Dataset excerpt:
┏━━

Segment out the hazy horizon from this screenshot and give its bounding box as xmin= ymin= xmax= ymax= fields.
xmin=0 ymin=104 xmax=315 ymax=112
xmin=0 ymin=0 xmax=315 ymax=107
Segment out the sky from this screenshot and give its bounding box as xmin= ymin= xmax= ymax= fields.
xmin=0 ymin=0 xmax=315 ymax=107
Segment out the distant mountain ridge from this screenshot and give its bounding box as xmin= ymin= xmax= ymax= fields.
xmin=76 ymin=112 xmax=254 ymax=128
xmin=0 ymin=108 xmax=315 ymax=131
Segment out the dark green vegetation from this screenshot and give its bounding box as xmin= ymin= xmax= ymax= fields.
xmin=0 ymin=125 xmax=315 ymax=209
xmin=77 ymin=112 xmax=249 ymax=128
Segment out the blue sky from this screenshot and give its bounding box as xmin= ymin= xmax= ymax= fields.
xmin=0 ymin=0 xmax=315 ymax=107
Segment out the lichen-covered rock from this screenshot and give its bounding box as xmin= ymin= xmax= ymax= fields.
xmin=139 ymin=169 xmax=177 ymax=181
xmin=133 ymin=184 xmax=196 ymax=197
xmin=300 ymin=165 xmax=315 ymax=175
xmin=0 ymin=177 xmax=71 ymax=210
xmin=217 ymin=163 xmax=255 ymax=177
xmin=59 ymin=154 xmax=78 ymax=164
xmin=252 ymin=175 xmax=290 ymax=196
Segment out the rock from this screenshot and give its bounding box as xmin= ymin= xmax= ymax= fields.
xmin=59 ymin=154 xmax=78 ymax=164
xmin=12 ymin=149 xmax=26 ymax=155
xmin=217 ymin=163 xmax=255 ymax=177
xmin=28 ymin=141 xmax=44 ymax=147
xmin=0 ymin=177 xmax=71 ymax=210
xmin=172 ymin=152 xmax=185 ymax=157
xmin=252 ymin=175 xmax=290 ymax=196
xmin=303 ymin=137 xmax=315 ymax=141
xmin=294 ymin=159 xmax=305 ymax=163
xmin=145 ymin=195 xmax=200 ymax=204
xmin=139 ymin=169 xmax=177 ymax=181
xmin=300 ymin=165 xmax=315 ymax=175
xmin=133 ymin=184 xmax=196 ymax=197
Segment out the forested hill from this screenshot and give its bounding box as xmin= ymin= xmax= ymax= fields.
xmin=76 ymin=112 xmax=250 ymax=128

┗━━

What is being asked: Please count the lines in the entries above that contain the string "rock", with case counting, and reply with the number alone.

Answer to the task: 2